Provided material:
§ §

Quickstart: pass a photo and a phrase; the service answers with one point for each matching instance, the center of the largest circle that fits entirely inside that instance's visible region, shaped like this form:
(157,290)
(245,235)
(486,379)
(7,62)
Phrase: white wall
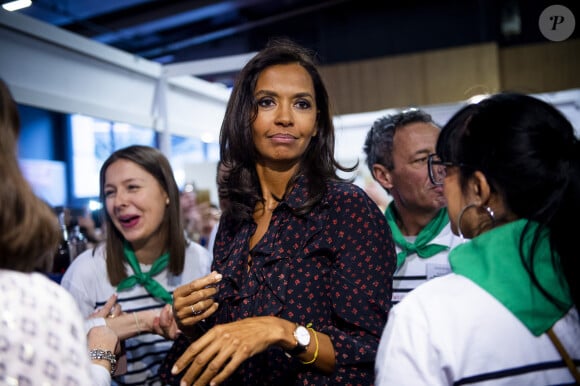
(53,69)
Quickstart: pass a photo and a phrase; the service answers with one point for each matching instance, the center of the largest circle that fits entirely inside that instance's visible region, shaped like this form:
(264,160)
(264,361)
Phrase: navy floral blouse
(332,268)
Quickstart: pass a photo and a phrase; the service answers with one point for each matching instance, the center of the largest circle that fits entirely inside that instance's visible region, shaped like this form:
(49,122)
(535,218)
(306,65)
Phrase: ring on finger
(194,312)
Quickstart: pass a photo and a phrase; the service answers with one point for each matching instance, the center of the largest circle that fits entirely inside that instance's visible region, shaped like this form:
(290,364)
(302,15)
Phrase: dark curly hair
(530,155)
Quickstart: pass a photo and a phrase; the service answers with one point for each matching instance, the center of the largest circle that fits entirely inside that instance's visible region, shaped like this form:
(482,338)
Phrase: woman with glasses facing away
(305,258)
(508,314)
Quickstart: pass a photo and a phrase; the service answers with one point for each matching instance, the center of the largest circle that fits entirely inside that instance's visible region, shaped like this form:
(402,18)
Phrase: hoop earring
(461,212)
(488,210)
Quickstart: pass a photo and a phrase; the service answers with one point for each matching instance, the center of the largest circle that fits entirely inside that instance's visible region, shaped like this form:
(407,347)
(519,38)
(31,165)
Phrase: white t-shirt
(42,335)
(449,330)
(86,279)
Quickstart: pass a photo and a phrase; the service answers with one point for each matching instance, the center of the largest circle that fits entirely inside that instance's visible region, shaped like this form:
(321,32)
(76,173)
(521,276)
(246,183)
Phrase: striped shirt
(449,331)
(416,270)
(86,279)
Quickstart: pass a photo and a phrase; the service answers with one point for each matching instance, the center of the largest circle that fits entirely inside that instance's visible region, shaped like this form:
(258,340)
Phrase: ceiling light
(16,5)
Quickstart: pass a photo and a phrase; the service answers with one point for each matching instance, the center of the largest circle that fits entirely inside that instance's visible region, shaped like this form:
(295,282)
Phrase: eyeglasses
(437,169)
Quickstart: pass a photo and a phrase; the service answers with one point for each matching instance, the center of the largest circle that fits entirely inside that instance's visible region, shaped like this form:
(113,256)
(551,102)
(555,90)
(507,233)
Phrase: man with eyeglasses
(398,148)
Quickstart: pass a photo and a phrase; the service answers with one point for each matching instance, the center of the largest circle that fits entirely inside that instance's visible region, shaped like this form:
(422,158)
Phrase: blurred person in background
(508,313)
(42,335)
(397,147)
(191,214)
(144,257)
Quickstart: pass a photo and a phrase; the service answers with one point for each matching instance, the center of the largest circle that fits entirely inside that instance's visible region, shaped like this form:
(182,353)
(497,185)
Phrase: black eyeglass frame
(431,162)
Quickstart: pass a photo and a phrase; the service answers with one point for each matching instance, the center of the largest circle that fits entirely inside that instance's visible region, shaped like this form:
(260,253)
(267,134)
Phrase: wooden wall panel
(451,75)
(544,67)
(410,80)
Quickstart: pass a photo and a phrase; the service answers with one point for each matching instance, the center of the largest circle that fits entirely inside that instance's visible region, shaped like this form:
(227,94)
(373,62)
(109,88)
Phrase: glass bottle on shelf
(77,242)
(62,257)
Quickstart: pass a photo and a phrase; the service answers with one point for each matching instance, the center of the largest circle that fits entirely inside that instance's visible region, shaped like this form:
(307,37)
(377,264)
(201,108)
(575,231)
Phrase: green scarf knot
(146,279)
(492,261)
(421,246)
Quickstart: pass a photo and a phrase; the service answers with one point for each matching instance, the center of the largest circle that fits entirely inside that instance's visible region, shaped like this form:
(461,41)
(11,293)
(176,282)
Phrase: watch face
(302,336)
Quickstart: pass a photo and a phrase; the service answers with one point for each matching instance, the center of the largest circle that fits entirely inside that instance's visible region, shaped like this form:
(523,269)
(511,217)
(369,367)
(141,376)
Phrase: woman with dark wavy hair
(305,259)
(42,333)
(508,314)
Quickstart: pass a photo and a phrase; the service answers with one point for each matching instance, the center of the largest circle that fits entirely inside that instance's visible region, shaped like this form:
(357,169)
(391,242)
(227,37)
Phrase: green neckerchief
(146,279)
(492,260)
(421,245)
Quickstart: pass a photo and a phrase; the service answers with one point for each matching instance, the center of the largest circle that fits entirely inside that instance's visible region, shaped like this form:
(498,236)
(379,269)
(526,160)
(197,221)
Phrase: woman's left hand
(165,324)
(219,352)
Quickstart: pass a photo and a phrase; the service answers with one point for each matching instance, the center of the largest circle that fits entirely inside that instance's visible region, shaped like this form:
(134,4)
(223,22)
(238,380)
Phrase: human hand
(194,301)
(165,324)
(109,310)
(219,352)
(104,338)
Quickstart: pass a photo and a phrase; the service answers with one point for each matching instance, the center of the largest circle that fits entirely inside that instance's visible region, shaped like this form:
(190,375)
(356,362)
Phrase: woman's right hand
(194,301)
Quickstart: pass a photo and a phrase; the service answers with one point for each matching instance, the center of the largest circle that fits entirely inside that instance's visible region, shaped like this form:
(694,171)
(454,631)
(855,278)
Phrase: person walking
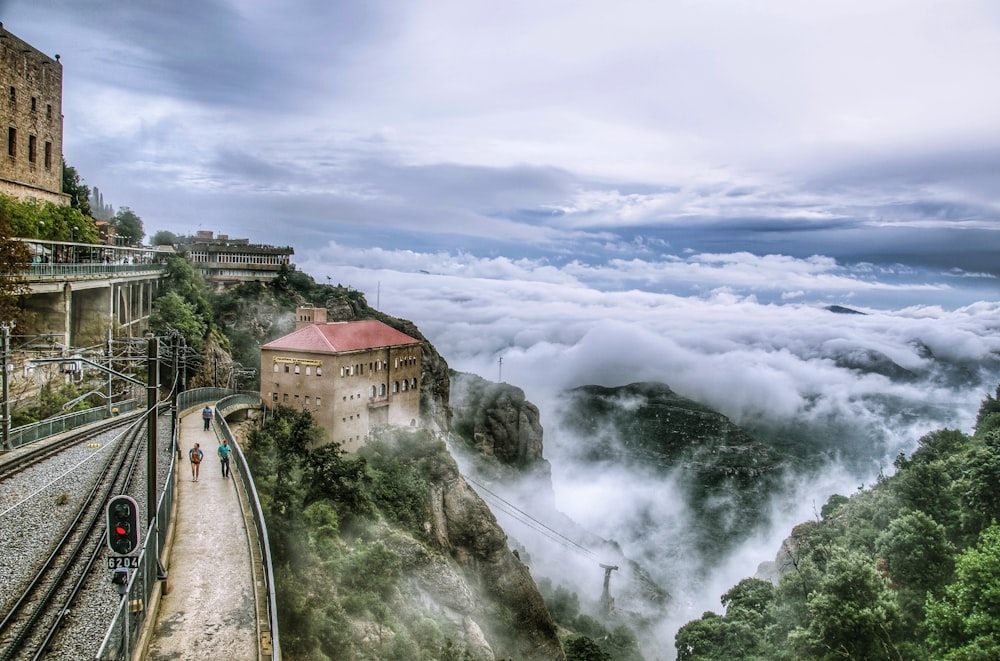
(224,451)
(194,456)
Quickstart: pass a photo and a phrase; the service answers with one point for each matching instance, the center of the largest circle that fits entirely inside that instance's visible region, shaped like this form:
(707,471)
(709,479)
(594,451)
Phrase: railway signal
(123,525)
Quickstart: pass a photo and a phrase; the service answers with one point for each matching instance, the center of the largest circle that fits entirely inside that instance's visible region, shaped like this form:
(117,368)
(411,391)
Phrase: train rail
(59,533)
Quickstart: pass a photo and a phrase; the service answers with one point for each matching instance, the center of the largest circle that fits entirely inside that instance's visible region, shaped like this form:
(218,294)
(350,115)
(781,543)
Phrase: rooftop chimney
(307,316)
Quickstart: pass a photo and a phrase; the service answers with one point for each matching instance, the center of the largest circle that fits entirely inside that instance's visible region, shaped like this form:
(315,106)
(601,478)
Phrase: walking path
(208,608)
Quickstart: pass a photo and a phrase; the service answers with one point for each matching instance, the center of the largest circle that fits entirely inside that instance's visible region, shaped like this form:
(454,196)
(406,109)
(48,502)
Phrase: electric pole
(4,362)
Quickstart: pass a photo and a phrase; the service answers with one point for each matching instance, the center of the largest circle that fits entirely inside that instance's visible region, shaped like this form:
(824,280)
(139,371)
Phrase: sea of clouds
(748,336)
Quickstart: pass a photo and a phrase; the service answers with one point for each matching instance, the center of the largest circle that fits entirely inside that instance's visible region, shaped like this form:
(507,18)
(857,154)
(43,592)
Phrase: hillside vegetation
(908,569)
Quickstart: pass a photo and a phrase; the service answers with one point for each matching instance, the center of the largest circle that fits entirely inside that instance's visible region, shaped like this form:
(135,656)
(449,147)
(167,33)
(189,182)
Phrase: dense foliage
(337,524)
(907,569)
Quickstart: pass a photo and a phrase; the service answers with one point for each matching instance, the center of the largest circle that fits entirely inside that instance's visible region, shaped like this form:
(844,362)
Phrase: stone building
(354,376)
(31,106)
(226,262)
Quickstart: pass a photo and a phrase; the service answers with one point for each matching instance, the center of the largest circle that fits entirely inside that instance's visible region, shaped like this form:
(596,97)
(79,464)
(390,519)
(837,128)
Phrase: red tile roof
(341,336)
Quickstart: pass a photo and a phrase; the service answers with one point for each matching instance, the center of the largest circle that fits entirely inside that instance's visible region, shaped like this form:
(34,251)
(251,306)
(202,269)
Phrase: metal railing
(222,407)
(120,641)
(62,423)
(44,271)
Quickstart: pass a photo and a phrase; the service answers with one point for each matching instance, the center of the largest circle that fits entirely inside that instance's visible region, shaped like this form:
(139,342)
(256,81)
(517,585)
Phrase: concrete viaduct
(75,303)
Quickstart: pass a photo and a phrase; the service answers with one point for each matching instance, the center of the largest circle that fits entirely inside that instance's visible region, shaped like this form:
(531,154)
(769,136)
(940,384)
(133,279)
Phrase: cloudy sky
(556,183)
(636,138)
(569,192)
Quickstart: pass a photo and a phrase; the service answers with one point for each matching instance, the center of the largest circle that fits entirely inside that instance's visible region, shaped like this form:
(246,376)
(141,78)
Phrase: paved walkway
(208,610)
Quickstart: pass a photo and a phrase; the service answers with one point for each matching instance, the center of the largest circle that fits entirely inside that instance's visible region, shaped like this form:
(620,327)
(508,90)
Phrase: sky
(630,137)
(560,193)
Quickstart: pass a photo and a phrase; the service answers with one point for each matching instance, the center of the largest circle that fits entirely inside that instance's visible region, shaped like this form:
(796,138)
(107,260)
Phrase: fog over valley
(840,394)
(785,212)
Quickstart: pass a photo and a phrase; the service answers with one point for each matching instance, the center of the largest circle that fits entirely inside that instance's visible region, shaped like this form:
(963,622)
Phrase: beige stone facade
(353,376)
(31,107)
(226,262)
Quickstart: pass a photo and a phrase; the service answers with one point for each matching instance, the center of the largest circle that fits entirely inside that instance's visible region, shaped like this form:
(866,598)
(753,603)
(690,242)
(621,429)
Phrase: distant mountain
(839,309)
(727,475)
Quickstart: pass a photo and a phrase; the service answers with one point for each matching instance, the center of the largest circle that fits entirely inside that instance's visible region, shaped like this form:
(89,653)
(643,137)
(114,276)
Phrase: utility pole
(4,362)
(107,348)
(152,395)
(607,603)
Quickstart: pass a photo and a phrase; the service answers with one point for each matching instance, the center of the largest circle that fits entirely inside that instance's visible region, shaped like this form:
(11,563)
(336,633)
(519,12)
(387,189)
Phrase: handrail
(243,471)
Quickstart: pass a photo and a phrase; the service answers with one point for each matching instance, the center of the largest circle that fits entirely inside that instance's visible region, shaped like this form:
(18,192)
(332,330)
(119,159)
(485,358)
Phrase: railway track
(53,504)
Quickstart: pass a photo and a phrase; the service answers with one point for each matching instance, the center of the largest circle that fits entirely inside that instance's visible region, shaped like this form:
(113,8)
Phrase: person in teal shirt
(224,451)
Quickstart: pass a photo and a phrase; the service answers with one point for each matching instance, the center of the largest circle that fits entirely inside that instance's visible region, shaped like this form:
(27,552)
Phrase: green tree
(13,256)
(79,192)
(852,614)
(171,312)
(163,238)
(129,226)
(964,624)
(582,648)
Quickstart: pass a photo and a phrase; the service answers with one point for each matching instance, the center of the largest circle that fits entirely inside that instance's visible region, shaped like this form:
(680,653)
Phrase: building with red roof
(354,376)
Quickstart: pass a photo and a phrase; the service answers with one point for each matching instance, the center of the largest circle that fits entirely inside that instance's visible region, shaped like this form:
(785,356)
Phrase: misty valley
(631,523)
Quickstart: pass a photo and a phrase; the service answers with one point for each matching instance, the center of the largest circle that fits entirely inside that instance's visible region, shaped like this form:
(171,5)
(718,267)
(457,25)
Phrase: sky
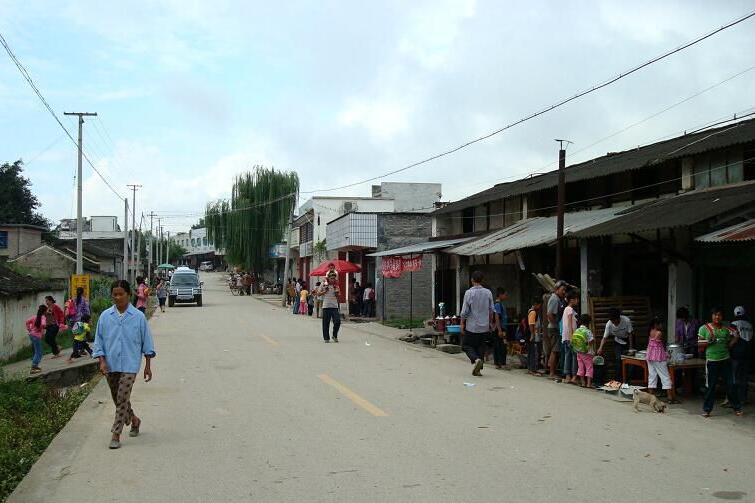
(190,94)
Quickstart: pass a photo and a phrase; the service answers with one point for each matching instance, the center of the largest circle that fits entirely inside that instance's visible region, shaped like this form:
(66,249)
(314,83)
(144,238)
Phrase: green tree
(18,204)
(255,218)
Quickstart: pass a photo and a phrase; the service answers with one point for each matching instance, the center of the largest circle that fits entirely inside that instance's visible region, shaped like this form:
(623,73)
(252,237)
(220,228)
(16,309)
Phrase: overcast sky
(191,93)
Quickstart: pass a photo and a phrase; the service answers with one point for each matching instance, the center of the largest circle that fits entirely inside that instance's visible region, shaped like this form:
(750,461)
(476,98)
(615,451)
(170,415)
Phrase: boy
(81,334)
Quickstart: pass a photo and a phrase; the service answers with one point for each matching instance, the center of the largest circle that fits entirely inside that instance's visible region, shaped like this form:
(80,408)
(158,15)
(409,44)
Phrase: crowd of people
(559,342)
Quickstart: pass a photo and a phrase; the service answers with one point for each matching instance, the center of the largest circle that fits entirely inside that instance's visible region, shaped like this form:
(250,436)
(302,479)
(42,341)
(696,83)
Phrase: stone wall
(393,293)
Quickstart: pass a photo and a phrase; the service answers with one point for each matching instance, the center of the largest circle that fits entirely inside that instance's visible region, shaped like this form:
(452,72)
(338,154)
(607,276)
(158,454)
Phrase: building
(17,239)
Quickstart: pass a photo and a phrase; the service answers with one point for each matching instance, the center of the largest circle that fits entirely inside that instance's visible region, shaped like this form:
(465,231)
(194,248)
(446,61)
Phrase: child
(583,342)
(35,326)
(81,333)
(656,358)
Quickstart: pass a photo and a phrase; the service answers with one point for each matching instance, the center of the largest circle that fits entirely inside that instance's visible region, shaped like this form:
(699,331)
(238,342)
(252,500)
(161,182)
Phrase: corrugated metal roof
(533,232)
(682,146)
(678,211)
(420,247)
(732,234)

§ §

Task directions: Show every line in the material above that contains the word "person", treating uppercase and lowercase letters as different.

In response:
Phrase: blurred person in background
Phrase: person walking
Phrase: person in teal shirt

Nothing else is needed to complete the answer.